# Instruction
Copy each of the following lines word for word, with no changes.

# Working data
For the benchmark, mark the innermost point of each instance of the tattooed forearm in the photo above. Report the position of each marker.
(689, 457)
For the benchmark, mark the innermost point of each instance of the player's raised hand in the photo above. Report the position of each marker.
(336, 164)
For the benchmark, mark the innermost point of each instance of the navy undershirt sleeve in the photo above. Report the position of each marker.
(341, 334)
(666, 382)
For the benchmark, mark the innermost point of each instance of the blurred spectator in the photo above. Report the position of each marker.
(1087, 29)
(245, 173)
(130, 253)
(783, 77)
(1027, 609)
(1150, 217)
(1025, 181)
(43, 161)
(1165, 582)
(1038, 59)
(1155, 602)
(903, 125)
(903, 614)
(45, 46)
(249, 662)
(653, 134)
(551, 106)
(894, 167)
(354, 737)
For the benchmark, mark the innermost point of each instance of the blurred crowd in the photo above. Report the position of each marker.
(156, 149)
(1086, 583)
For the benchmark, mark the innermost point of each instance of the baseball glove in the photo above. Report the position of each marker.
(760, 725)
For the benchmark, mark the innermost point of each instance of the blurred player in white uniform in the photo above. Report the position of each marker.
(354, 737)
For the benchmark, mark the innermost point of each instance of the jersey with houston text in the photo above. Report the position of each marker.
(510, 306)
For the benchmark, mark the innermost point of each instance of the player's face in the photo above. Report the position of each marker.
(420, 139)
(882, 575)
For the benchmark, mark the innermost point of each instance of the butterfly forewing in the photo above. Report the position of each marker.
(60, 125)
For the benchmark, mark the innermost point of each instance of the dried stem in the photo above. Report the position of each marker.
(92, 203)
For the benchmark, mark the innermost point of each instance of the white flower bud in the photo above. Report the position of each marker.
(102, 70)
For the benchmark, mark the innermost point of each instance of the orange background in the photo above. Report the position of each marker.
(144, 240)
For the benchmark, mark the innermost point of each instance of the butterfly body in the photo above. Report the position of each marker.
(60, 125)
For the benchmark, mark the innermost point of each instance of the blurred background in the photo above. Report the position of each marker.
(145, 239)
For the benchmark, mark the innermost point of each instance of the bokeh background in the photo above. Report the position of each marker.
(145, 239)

# Correct answer
For the benchmark, mark the innermost point of each instance of the tattooed forearm in the photo above. Report the position of each marker.
(689, 457)
For the benchmark, mark the innermost point of each instance of the player's raised hand in the photo above. Report the position of each marker.
(336, 164)
For the benchmark, mark the innermost point of each instance of the navy undershirt sleeve in the photo above. Report the position of each marker.
(341, 334)
(666, 382)
For the benchmark, mark the innermost point of each instance of the blurred spectator in the photo above. Report the position of each marker.
(1087, 29)
(245, 173)
(130, 253)
(783, 77)
(1027, 609)
(1150, 217)
(1025, 181)
(43, 161)
(1165, 582)
(1038, 59)
(1155, 602)
(903, 125)
(903, 614)
(45, 46)
(249, 662)
(653, 134)
(551, 106)
(894, 167)
(354, 737)
For the benchmark, mark the innermost point of each instance of the blurred crowd in the photo above. Report the position of each marker.
(156, 149)
(1086, 583)
For the benchmark, mark the innermost point of each instance of the baseball glove in the photo above. Report the position of each marker.
(760, 725)
For the benchmark, mark the innermost point of each instance of the blurred player in white uniform in the photo above. Report the position of each marker.
(354, 737)
For the benchmark, mark the innermost point of each instance of the jersey with houston text in the photo above. Report the position of each marker.
(510, 306)
For the benchmark, mark the innermost point of each instance of the player's face in the photo above. Report the position of each marker.
(420, 139)
(882, 575)
For the benchmark, mark the innermost point of each instance of the butterfly forewing in the photo above. Report the position of each marker.
(60, 125)
For the benchmark, mark the innermost point of each instance of the dried stem in the photo above. Report the position of each marker.
(92, 203)
For the benchmark, mark the innermost point of each instance of the white flower bud in the photo above. Report the position of each marker.
(102, 70)
For the benchmark, mark the innermost point of each instance of the orange background in the photo above. Report the position of each marker.
(144, 240)
For the benchmark, mark the innermost point of each instance of the butterfly body in the photo above. Report the position of each marker.
(60, 125)
For the benchmark, mark the innermost point of each instance of the blurred background in the photo above. Report the position of each marker.
(145, 239)
For the benchmark, mark the innermost point of each instance of the bokeh background in the photo above. Report the position of each marker.
(145, 239)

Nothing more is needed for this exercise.